Data to process ::
--*--

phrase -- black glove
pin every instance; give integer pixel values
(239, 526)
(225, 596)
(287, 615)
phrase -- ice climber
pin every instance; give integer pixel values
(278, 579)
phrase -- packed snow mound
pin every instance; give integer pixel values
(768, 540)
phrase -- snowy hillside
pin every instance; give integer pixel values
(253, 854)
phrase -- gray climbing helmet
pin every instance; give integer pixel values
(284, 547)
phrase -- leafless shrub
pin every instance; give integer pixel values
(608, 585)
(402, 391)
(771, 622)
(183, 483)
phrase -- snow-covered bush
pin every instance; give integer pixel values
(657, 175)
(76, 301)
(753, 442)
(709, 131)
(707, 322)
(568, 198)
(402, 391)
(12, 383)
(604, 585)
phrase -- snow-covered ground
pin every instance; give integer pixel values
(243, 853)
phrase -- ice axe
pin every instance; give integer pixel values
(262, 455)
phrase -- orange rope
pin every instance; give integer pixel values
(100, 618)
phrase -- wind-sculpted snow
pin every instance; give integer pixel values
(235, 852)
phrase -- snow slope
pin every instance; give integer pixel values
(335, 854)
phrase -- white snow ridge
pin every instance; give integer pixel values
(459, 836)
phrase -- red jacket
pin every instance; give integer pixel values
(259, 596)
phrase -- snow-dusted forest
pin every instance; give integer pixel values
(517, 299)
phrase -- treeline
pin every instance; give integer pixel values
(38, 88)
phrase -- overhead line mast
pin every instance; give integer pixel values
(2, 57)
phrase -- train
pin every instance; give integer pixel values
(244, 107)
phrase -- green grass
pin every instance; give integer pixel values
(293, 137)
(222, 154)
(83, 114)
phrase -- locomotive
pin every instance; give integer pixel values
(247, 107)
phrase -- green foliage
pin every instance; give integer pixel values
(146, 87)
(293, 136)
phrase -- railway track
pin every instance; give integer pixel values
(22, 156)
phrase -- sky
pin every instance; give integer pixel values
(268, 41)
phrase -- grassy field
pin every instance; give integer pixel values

--*--

Required task ::
Please lay out every line of the rows above as a JSON list of strings, one string per line, leaving out blank lines.

Response to this exercise ::
[
  "phrase -- black glove",
  "pin every instance; give integer pixel values",
  "(239, 526)",
  "(225, 596)",
  "(287, 615)",
  "phrase -- ice climber",
  "pin every instance; give integer pixel values",
  "(278, 579)",
  "phrase -- packed snow mound",
  "pin every instance; give integer pixel values",
  "(768, 540)",
  "phrase -- snowy hillside",
  "pin every instance; give integer pixel values",
  "(253, 854)",
  "phrase -- gray climbing helmet",
  "pin every instance; give integer pixel values",
  "(284, 547)",
  "phrase -- leafless shrub",
  "pin every instance; give integer pixel values",
  "(608, 585)",
  "(402, 391)",
  "(771, 622)",
  "(183, 483)",
  "phrase -- snow-covered bush",
  "pin every instance; give integer pixel values",
  "(657, 175)",
  "(76, 301)",
  "(753, 442)",
  "(709, 131)",
  "(707, 322)",
  "(568, 198)",
  "(402, 391)",
  "(12, 383)",
  "(604, 585)",
  "phrase -- snow-covered ground",
  "pin every instance; give integer pixel values",
  "(243, 853)",
  "phrase -- ice axe",
  "pin every instance; give integer pixel values",
  "(262, 455)",
  "phrase -- orange rope",
  "pin every instance; give integer pixel values",
  "(100, 618)",
  "phrase -- wind-sculpted snow",
  "pin every instance; give integer pixel values",
  "(235, 852)",
  "phrase -- snow slope",
  "pin every instance; give integer pixel values",
  "(335, 854)",
  "phrase -- white snow ridge",
  "pin every instance; give integer pixel values",
  "(459, 836)",
  "phrase -- red jacket",
  "pin every instance; give integer pixel values",
  "(259, 596)",
  "phrase -- snow-dusted forest",
  "pin every instance; give integer pixel values",
  "(517, 299)",
  "phrase -- treeline",
  "pin every instance; give integer pixel values",
  "(38, 88)",
  "phrase -- overhead line mast",
  "pin every instance; give integer pixel values",
  "(2, 57)",
  "phrase -- train",
  "pin every instance; give integer pixel values",
  "(244, 107)",
  "phrase -- green grass",
  "pin every instance; give integer pixel values",
  "(293, 137)",
  "(222, 154)",
  "(83, 114)",
  "phrase -- locomotive",
  "pin every instance; give integer pixel values",
  "(247, 107)",
  "phrase -- green foliage",
  "pin every instance; give integer pixel values",
  "(146, 87)",
  "(293, 136)",
  "phrase -- railway track",
  "pin every instance; give integer pixel values",
  "(22, 156)",
  "phrase -- sky",
  "pin every instance; give integer pixel values",
  "(268, 41)",
  "phrase -- grassy field",
  "pin every instance; give integer pixel values"
]